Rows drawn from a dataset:

==================================================

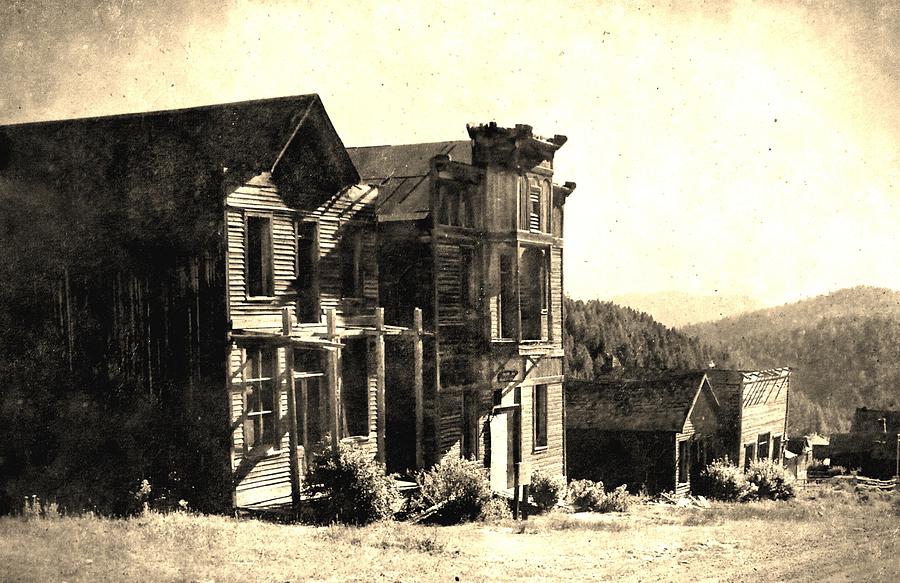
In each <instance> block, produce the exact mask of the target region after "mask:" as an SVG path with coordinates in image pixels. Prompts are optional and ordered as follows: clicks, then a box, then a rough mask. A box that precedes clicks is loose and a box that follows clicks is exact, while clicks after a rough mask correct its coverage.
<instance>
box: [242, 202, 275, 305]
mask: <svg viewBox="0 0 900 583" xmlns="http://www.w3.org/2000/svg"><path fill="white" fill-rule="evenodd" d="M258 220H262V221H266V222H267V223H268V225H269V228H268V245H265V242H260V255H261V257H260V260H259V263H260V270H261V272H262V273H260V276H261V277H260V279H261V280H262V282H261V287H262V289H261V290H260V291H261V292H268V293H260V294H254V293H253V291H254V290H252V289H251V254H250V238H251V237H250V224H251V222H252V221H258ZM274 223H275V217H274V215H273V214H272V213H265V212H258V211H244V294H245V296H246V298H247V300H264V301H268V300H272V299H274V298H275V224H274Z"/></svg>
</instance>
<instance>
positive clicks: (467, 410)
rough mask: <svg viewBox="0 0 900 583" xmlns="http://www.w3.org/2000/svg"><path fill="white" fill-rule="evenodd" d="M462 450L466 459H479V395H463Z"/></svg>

==================================================

▶ _What you have to do_
Can you convert the lines running from the one that contains "</instance>" through the end of the rows into a Markdown table with the columns No. and Text, leaving out blank lines?

▶ _Reply to the task_
| No. | Text |
|---|---|
| 1 | </instance> |
| 2 | <instance> |
| 3 | positive clicks: (467, 410) |
| 4 | rough mask: <svg viewBox="0 0 900 583" xmlns="http://www.w3.org/2000/svg"><path fill="white" fill-rule="evenodd" d="M462 450L466 459H479V395H463Z"/></svg> |